Reproduce, character for character, the lines of the records below from the line with "Every instance of the clay" up to and including the line with "488 72 L 496".

** start of Task data **

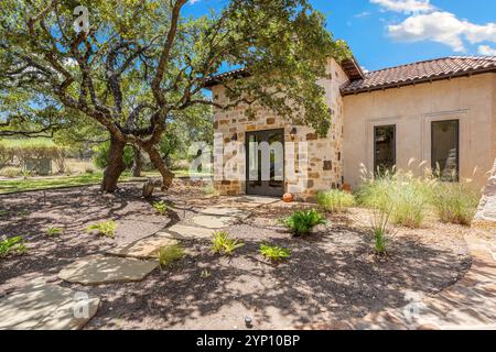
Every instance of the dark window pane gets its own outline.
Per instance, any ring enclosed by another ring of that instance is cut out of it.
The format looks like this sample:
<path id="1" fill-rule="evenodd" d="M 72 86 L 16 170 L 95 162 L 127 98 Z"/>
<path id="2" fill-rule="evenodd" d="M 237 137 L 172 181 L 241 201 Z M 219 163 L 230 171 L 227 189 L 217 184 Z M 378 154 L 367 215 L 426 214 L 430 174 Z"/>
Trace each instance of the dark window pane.
<path id="1" fill-rule="evenodd" d="M 374 128 L 374 169 L 391 170 L 396 165 L 396 125 Z"/>
<path id="2" fill-rule="evenodd" d="M 432 122 L 432 169 L 442 180 L 459 180 L 459 121 Z"/>

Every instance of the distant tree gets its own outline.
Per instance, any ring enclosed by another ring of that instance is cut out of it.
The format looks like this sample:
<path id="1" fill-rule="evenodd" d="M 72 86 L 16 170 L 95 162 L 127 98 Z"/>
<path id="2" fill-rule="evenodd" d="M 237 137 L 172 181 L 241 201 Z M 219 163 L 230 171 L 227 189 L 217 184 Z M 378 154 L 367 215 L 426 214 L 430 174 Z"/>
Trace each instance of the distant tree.
<path id="1" fill-rule="evenodd" d="M 247 105 L 250 114 L 259 105 L 321 134 L 331 124 L 316 80 L 330 56 L 349 53 L 333 42 L 309 1 L 230 0 L 200 19 L 181 15 L 186 2 L 0 0 L 0 90 L 30 94 L 105 128 L 110 151 L 103 190 L 116 189 L 127 144 L 148 153 L 171 185 L 158 145 L 171 119 L 214 105 L 202 89 L 223 64 L 242 66 L 250 77 L 228 84 L 229 102 L 217 108 Z M 78 6 L 89 9 L 88 31 L 75 30 Z M 6 123 L 14 118 L 0 117 Z"/>

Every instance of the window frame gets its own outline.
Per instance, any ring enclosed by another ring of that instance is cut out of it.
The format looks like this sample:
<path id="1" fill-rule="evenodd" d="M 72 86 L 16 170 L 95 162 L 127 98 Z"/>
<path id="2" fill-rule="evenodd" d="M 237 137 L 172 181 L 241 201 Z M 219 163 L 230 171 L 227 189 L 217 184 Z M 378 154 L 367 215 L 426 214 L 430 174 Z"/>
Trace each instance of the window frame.
<path id="1" fill-rule="evenodd" d="M 377 173 L 377 153 L 376 153 L 376 143 L 377 143 L 377 129 L 384 129 L 384 128 L 392 128 L 392 157 L 393 157 L 393 166 L 398 164 L 397 160 L 397 124 L 396 123 L 389 123 L 389 124 L 376 124 L 374 125 L 374 138 L 373 138 L 373 153 L 374 153 L 374 161 L 373 161 L 373 167 L 374 167 L 374 174 Z"/>

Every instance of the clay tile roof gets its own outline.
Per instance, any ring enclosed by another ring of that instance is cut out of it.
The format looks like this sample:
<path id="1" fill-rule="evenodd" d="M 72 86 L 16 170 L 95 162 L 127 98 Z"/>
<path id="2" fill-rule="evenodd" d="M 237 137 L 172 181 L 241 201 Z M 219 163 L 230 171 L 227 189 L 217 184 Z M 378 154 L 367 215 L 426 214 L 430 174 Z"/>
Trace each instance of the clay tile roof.
<path id="1" fill-rule="evenodd" d="M 488 72 L 496 72 L 496 56 L 451 56 L 367 73 L 364 79 L 346 84 L 342 94 L 353 95 Z"/>

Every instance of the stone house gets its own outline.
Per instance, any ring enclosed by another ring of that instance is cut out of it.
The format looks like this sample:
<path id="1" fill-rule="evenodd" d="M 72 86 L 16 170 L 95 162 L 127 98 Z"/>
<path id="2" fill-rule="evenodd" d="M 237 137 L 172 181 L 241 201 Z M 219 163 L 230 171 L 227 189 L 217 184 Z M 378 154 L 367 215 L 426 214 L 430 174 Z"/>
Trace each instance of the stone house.
<path id="1" fill-rule="evenodd" d="M 225 102 L 223 81 L 246 75 L 238 69 L 209 79 L 213 99 Z M 427 165 L 449 180 L 486 183 L 496 157 L 496 57 L 446 57 L 370 73 L 356 59 L 330 59 L 319 84 L 333 112 L 324 139 L 270 111 L 248 119 L 241 106 L 215 109 L 214 185 L 220 194 L 311 199 L 319 190 L 357 187 L 363 165 L 417 175 Z M 238 146 L 229 146 L 234 142 Z M 282 173 L 274 170 L 273 153 L 260 155 L 262 142 L 283 145 Z M 234 160 L 235 177 L 227 176 Z M 268 179 L 260 178 L 263 163 Z"/>

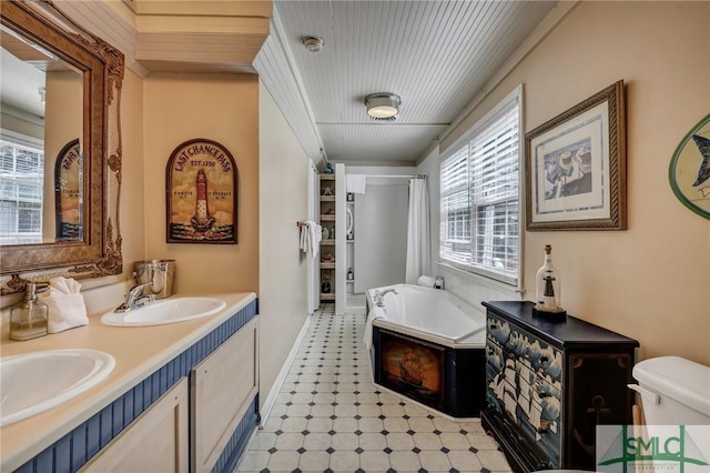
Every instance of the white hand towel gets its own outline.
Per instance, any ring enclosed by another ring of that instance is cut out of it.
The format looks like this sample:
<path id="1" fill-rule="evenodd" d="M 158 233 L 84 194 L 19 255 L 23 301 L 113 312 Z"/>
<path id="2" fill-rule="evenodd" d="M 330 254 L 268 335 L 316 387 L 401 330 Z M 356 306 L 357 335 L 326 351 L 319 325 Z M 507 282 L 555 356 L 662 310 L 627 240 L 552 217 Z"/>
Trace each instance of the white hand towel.
<path id="1" fill-rule="evenodd" d="M 354 194 L 364 194 L 367 185 L 367 175 L 347 174 L 345 175 L 345 189 Z"/>
<path id="2" fill-rule="evenodd" d="M 318 251 L 321 251 L 321 239 L 323 238 L 323 228 L 311 220 L 308 220 L 306 223 L 308 224 L 308 231 L 311 233 L 310 254 L 311 254 L 311 258 L 315 258 L 318 254 Z"/>
<path id="3" fill-rule="evenodd" d="M 52 278 L 49 289 L 38 295 L 49 309 L 48 332 L 58 333 L 89 324 L 81 284 L 73 279 Z"/>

** end of Task data **

> **Solved problem**
Every instance of the clay tile roof gets its own outline.
Per instance, any ring enclosed by another ring of that instance is cut out of it.
The format looks like this sample:
<path id="1" fill-rule="evenodd" d="M 72 86 L 16 170 L 95 162 L 127 98 Z"/>
<path id="2" fill-rule="evenodd" d="M 237 137 L 172 181 L 241 201 Z M 219 163 L 230 171 L 227 189 L 217 184 Z M 378 154 L 367 215 L 426 214 L 430 174 Z"/>
Trace each instance of the clay tile roof.
<path id="1" fill-rule="evenodd" d="M 488 72 L 496 72 L 496 56 L 451 56 L 367 73 L 364 79 L 346 84 L 342 94 L 353 95 Z"/>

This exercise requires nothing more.